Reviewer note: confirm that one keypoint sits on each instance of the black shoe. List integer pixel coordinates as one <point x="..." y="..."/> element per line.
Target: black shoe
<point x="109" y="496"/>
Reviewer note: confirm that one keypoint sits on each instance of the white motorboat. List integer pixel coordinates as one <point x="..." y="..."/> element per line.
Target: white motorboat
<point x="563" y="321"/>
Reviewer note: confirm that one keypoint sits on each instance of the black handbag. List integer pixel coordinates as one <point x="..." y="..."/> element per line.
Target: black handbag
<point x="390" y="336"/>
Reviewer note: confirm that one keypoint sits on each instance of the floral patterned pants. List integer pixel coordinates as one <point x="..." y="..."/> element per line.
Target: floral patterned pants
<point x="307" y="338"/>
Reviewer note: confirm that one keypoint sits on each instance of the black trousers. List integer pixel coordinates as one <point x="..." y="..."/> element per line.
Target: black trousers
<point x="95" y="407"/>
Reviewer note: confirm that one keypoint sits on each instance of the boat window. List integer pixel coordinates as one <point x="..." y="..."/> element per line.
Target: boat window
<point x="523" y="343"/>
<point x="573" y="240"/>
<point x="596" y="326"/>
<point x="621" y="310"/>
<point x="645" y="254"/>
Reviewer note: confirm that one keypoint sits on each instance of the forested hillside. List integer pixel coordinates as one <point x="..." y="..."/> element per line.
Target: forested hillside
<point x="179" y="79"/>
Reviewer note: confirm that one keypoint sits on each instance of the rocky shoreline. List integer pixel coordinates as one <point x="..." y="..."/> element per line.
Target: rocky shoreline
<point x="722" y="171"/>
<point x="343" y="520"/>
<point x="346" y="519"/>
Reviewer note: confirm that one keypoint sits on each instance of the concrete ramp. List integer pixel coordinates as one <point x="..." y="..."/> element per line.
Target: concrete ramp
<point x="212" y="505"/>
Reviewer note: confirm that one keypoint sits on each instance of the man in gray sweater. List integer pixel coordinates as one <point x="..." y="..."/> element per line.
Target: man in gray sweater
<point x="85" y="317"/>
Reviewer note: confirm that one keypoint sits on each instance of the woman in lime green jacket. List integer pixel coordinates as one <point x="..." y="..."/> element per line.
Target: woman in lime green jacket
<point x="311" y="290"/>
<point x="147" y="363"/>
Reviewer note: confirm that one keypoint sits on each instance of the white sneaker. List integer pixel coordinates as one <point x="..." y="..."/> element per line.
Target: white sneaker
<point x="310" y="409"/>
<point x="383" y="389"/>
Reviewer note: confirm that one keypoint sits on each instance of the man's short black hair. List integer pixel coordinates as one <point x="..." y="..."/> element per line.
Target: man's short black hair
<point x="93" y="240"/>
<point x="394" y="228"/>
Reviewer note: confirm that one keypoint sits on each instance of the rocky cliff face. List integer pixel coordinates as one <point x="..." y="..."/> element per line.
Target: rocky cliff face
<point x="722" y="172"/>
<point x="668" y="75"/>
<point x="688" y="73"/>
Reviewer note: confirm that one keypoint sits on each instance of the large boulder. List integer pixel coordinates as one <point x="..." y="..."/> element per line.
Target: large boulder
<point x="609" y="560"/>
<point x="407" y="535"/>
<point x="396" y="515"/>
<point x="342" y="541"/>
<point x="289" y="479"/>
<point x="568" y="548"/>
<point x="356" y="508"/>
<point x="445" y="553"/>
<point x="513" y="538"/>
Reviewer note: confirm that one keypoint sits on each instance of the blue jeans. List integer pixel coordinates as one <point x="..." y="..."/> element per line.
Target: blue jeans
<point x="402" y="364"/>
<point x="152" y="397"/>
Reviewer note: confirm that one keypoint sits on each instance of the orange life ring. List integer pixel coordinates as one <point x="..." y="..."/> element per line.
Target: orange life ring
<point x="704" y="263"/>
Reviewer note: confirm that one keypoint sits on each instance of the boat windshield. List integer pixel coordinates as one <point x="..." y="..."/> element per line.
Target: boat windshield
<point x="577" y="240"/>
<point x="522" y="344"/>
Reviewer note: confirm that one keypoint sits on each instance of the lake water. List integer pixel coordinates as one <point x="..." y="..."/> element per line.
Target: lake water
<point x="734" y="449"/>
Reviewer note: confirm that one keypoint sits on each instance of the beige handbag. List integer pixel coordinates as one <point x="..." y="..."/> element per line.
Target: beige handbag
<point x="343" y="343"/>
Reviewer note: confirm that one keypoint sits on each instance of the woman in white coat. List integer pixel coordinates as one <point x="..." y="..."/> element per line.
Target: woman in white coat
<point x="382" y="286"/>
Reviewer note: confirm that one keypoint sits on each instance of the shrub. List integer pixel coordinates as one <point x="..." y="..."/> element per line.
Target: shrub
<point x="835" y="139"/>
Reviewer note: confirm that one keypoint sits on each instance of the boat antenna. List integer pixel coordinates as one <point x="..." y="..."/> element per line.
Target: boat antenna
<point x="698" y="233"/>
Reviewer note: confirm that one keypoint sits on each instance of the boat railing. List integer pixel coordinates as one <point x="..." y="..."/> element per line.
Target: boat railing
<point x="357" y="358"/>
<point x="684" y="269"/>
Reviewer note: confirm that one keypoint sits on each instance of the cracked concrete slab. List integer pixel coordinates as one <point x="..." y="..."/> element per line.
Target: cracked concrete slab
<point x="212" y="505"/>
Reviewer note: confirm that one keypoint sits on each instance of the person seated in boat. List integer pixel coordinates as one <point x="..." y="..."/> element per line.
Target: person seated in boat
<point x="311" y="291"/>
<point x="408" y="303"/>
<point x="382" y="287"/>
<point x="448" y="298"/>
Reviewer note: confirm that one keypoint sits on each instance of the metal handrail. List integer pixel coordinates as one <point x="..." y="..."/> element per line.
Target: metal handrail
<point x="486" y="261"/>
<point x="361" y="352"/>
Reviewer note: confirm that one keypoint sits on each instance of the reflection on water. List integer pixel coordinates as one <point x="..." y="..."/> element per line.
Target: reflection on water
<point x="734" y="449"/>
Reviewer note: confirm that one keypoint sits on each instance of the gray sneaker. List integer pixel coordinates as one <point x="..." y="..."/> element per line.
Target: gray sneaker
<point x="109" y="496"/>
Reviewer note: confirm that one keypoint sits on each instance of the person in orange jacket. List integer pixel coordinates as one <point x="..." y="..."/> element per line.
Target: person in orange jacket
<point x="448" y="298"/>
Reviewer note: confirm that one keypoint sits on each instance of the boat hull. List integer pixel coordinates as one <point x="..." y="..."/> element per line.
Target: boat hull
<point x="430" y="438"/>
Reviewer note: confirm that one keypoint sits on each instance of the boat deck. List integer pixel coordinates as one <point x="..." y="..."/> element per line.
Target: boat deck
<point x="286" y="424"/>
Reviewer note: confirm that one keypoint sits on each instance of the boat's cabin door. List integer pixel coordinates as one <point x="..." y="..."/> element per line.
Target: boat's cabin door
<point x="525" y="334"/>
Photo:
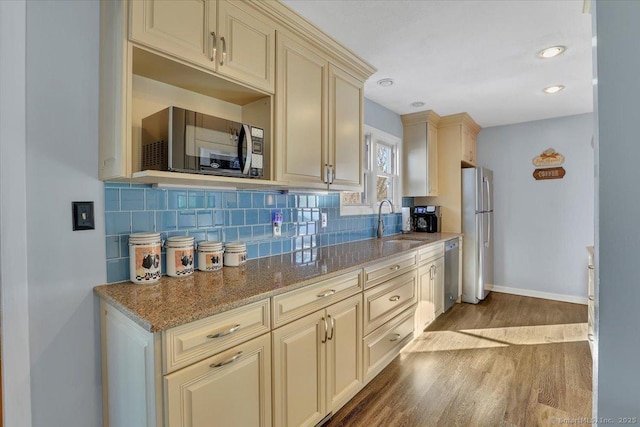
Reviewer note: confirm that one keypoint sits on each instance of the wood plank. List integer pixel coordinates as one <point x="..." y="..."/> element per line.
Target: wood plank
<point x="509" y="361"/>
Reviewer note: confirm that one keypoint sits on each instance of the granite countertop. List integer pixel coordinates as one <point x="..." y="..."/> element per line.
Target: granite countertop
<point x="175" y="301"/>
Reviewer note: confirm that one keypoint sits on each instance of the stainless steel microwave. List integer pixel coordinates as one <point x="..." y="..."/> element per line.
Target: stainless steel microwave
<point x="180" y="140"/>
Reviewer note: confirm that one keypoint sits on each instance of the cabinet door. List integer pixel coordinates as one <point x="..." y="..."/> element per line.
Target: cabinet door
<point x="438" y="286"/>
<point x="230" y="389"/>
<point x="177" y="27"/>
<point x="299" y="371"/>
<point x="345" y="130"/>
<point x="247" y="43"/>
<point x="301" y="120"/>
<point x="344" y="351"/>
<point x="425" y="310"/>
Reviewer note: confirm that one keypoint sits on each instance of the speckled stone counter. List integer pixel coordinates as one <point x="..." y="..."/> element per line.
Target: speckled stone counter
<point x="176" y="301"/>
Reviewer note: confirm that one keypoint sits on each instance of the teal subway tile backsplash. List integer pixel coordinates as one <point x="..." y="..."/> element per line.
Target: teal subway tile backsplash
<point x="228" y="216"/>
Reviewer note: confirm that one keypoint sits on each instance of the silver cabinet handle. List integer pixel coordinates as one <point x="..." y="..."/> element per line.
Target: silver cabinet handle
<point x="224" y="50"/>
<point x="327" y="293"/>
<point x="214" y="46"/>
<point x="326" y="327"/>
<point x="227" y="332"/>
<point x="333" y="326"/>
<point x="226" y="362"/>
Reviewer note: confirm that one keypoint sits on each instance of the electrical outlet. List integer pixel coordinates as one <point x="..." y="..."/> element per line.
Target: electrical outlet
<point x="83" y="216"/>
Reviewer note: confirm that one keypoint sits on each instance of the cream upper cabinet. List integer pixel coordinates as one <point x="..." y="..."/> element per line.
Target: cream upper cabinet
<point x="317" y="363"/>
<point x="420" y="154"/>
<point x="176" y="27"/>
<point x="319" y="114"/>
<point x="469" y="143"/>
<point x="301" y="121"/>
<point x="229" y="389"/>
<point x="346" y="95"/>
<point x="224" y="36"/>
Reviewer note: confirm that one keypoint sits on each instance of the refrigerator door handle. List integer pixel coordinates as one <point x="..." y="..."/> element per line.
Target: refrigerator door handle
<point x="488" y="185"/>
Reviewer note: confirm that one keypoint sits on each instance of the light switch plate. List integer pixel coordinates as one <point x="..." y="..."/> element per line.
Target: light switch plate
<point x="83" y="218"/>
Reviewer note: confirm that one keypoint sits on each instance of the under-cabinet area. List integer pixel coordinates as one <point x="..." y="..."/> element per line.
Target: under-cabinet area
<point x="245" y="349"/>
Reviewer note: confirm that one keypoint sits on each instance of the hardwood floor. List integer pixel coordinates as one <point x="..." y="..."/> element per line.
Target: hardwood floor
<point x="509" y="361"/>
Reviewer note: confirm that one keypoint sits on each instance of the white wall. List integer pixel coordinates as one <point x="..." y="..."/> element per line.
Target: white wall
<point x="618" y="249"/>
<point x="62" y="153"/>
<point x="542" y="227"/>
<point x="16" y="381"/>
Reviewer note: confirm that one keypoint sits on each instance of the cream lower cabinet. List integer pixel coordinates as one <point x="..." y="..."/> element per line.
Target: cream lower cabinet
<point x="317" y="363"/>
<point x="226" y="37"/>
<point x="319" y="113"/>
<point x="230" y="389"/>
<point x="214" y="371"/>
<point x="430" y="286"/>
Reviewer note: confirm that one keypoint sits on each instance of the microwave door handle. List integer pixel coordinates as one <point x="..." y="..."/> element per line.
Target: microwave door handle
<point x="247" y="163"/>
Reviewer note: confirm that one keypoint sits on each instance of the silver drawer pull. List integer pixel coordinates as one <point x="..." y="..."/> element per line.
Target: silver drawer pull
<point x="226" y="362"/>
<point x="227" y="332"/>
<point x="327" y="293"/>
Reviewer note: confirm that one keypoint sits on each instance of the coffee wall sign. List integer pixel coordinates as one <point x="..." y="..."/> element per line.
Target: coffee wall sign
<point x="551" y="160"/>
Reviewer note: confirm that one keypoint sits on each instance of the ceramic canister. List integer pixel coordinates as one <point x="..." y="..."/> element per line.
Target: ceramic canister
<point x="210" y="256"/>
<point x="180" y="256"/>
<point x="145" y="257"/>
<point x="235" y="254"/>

◆ **Directions for this task**:
Once the line with "the white sneaker." is found in the records above, print exactly that line and every line after it through the line with "the rocky cliff".

◆ **Response below**:
Reviewer note: confirm that one keypoint sits on each instance of the white sneaker. List integer pixel coordinates as one <point x="..." y="..."/> element per line.
Target: white sneaker
<point x="310" y="409"/>
<point x="383" y="389"/>
Reviewer note: confirm that one keypoint sits on each instance of the man's short black hair. List integer pixel coordinates as one <point x="..." y="..."/> element per line.
Target: man's short black hair
<point x="93" y="240"/>
<point x="394" y="228"/>
Reviewer note: confirm that one keypoint sits on each instance of the rocky cliff face. List integer pixel coordinates as one <point x="..." y="..."/> element per line.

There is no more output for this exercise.